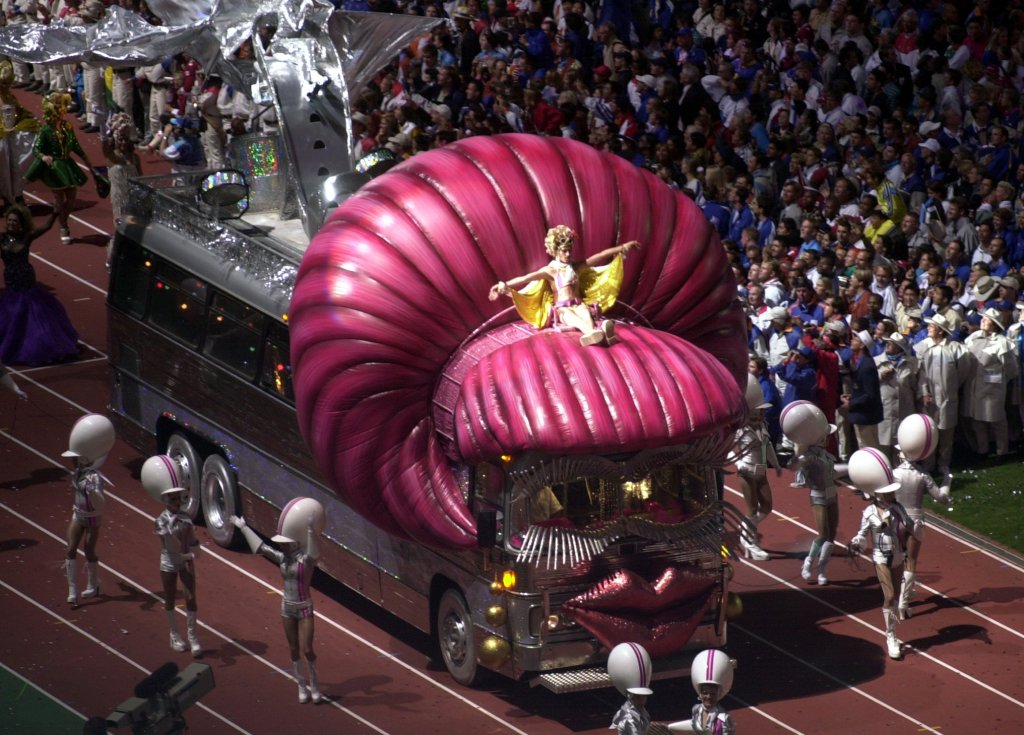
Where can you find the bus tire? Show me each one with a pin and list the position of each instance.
(220, 501)
(181, 450)
(457, 639)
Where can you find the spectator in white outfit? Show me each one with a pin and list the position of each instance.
(985, 395)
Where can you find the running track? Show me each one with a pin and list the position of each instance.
(811, 658)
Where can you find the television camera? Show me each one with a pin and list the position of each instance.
(160, 699)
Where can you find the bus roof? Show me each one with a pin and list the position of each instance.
(254, 259)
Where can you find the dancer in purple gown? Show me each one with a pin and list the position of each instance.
(34, 327)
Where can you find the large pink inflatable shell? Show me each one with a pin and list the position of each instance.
(396, 382)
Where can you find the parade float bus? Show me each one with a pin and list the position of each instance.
(528, 502)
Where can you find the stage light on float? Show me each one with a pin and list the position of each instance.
(223, 193)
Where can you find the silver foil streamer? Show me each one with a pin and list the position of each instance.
(148, 203)
(318, 58)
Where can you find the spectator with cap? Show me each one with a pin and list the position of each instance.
(945, 368)
(805, 309)
(955, 262)
(995, 366)
(863, 402)
(958, 225)
(983, 293)
(799, 375)
(915, 331)
(897, 368)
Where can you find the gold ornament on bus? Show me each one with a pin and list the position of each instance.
(508, 579)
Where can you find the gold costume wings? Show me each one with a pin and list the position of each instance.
(598, 285)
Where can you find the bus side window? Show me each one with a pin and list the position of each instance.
(178, 304)
(233, 332)
(131, 274)
(276, 374)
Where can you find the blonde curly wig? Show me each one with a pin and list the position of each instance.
(559, 236)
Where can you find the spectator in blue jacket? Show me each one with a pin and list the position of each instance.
(863, 402)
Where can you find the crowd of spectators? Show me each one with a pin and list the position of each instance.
(862, 162)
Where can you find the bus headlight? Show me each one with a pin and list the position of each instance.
(495, 652)
(508, 579)
(496, 615)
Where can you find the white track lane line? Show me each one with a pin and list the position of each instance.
(211, 553)
(856, 690)
(875, 629)
(922, 586)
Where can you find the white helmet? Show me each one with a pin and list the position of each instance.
(293, 523)
(870, 472)
(804, 423)
(755, 396)
(160, 474)
(629, 666)
(713, 666)
(916, 436)
(91, 439)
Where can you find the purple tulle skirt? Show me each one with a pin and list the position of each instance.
(34, 329)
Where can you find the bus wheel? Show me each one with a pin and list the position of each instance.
(220, 501)
(181, 450)
(456, 639)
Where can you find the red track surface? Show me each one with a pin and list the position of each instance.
(811, 659)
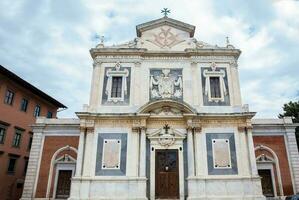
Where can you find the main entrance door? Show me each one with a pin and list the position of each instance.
(167, 174)
(267, 185)
(64, 184)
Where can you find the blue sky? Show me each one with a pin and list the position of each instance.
(47, 42)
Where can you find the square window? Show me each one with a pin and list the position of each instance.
(2, 134)
(36, 111)
(24, 104)
(215, 87)
(116, 89)
(30, 142)
(221, 153)
(17, 138)
(25, 167)
(111, 154)
(49, 114)
(11, 165)
(9, 96)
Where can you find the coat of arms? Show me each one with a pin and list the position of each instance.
(166, 85)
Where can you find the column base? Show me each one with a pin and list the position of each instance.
(241, 188)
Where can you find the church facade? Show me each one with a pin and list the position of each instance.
(165, 121)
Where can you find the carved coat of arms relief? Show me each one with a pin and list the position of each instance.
(166, 85)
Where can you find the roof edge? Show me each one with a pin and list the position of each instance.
(165, 21)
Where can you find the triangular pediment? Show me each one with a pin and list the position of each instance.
(165, 22)
(161, 132)
(166, 108)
◇ ◇ ◇ ◇
Take the line containing "Where can you find the red" and all lines after it to the end of the data above, and reproduce them exactly, leaving out pictures. Nothing else belongs in the copy.

Where can you find the red track surface? Show me each one with a pin and list the position of each instance.
(811, 659)
Where can you find the main entrance door? Show me each one with a pin and list the position of each instance.
(167, 174)
(267, 185)
(64, 184)
Where can you find the blue sky? Show me each one with a pin and list the position of each instance.
(47, 42)
Where can you find the square window? Show me each one with a pin and list the position of each instance.
(2, 134)
(36, 111)
(24, 104)
(215, 87)
(116, 89)
(30, 142)
(221, 153)
(17, 138)
(25, 167)
(111, 154)
(49, 114)
(11, 165)
(9, 96)
Where can you find the coat of arms? Show me each one with a pin and list the position of each instance.
(166, 85)
Where can you find the column base? Show me each one with a pin and list the position of each instance.
(241, 188)
Where can you find the church facade? Show me each one with a pin and list the position of each instance.
(165, 121)
Where can you find the carved coat of arms relief? Show me each one with a pin and list the position of each instance.
(166, 85)
Where can you find the roof edge? Show me each one with a pin and list the position of each instance.
(165, 21)
Where can you find the triangular pediment? Show me each one with a pin and list the position of each instance.
(165, 22)
(161, 132)
(166, 108)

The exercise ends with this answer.